Start of Block
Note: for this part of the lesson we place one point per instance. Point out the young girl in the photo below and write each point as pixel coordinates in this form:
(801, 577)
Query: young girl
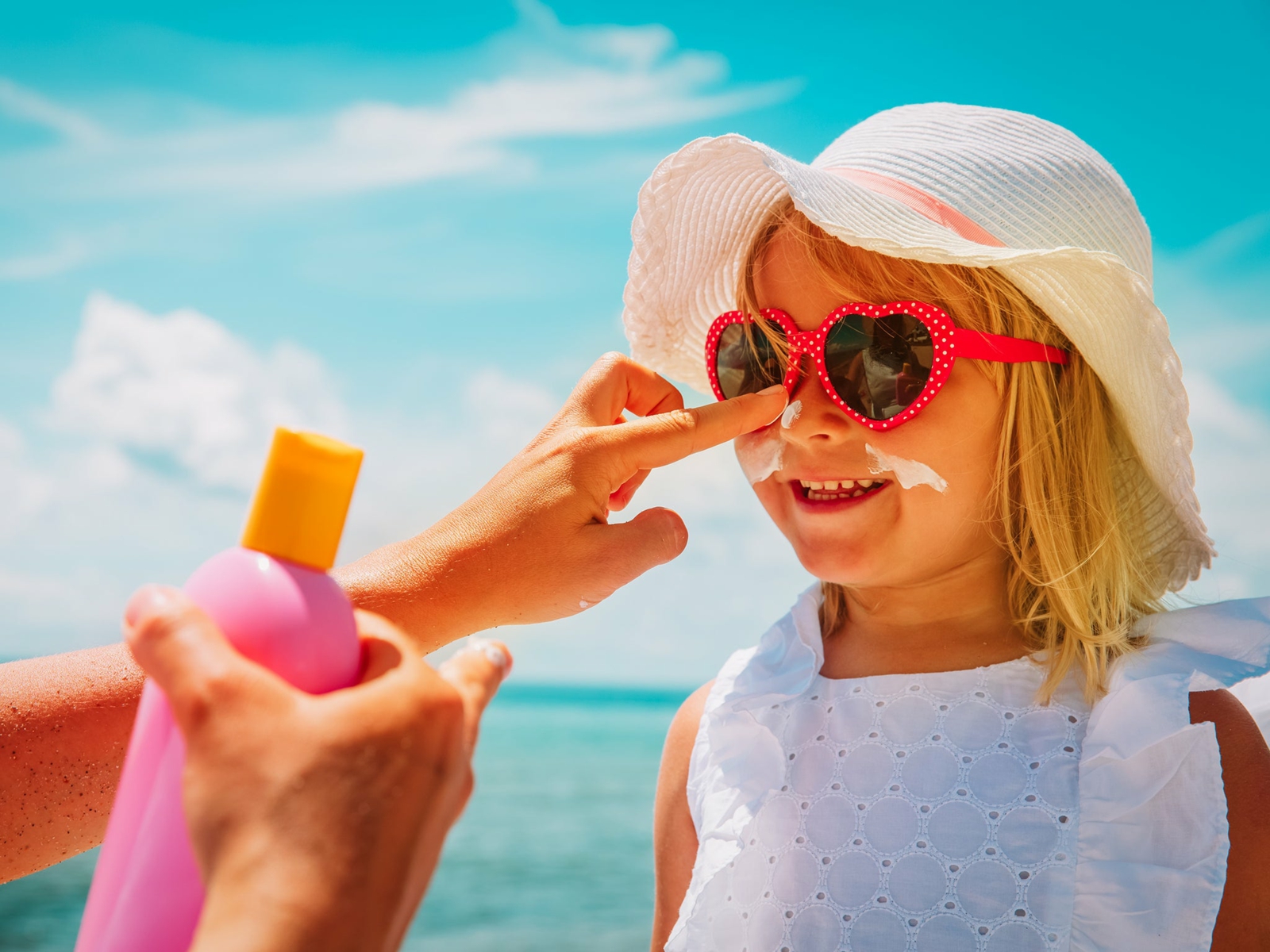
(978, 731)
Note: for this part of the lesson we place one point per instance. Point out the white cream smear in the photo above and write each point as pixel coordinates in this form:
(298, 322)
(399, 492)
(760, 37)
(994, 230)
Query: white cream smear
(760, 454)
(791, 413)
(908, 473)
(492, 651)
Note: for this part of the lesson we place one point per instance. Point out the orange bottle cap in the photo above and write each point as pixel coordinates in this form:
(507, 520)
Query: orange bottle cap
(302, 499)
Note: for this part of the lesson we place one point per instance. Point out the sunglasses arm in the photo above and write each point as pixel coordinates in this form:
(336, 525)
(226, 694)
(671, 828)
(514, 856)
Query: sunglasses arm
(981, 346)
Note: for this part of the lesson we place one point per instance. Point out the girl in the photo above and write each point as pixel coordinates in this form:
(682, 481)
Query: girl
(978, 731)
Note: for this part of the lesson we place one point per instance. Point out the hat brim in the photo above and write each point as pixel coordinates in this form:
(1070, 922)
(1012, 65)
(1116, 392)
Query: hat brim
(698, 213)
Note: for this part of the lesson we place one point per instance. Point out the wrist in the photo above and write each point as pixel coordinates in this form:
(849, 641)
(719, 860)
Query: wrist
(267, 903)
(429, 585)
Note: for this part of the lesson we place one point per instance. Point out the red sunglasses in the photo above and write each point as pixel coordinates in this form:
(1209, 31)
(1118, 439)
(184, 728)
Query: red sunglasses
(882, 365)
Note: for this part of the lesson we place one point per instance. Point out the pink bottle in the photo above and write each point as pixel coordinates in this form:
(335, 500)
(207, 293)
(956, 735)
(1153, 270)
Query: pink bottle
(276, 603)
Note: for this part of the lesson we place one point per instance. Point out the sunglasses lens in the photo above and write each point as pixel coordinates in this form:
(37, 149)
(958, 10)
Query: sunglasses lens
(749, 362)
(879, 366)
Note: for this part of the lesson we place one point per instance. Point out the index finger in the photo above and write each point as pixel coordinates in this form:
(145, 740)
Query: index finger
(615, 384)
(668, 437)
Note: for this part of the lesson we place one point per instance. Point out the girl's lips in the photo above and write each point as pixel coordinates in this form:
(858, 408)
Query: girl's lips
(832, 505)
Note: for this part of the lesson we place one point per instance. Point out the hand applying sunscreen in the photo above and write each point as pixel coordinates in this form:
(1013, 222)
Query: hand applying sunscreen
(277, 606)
End of Block
(YOUR TASK):
The copy must match the listing above exactly but contain no pictures.

(RESPONSE TO THE EXERCISE):
Note: for this part of the lesson we place one point per instance. Point out the young girl in the photo below and write each point as pixel coordinates in this form:
(801, 577)
Query: young girl
(978, 731)
Note: for this part of the lesson we place one point per instance. Point out the white cream smear in the photo above and write each point as pixel coordinates in this form:
(298, 322)
(399, 492)
(760, 37)
(994, 230)
Query: white cream smear
(760, 454)
(791, 413)
(908, 473)
(492, 651)
Note: for this part of the lesson we place one point per instance. Point out the orange bottle cap in the photo above and write each point as pixel coordinates in this form:
(507, 520)
Query: orange bottle cap
(302, 499)
Note: for this part of the lesson we place one point per instance. Point out the sunglasses arm in the photo above and write each point as pixel coordinates in this form:
(336, 525)
(226, 694)
(671, 828)
(514, 856)
Query: sunglasses arm
(981, 346)
Note: for this part of the lesson we place one point per instance. Point out the girl in the photo above and write each point as pixel coordinates in this form:
(682, 481)
Query: girl
(978, 731)
Note: for this part of the lesson we place one point per instance. Point out the hat brim in the photo above and write each point as pixel coordinates in this form:
(1070, 922)
(1012, 65)
(1116, 392)
Query: hat brim
(698, 213)
Note: for this part of the lesson we place one point per instance. Point out the wrist in the photo above and write each point as pixel coordinates in this form:
(849, 641)
(719, 860)
Query: wrist
(267, 903)
(429, 585)
Note: for this part of the lesson we place one point per instance. Point out the red sunglasses in the photo above and write each point as pixel coordinates in this form:
(1209, 31)
(1118, 439)
(184, 728)
Query: red sunglasses
(882, 365)
Note: for this part of the lesson we place one point per instance. Point out the pink bottle in the photo above and write each point as pixel coordinates in this form:
(335, 500)
(207, 293)
(956, 735)
(1153, 270)
Query: pink bottle
(276, 603)
Note: for this part of the lesson we place one point per instance. Point out the sunglasses lens in the photo above and write each point as pixel coordinates in this form:
(37, 149)
(958, 10)
Query: sunglasses lens
(749, 362)
(879, 366)
Note: for this part of the lesson we place one point per instance. Point out the index finger in the photo above and write each point as pixel coordinates in this form:
(145, 740)
Query: index finger
(615, 384)
(668, 437)
Note: for this part of the lesson we place one point per instance. Point out the girl's lips in the photo above and write each point as pixel coordinates in this form:
(858, 408)
Query: girl's lips
(832, 505)
Note: for this part of the lesson we place one point per instance. Point out the hand applying sunscreen in the photo above and write each point as pixel coordinates in this form:
(1013, 222)
Query: hand applying sunscreen
(277, 606)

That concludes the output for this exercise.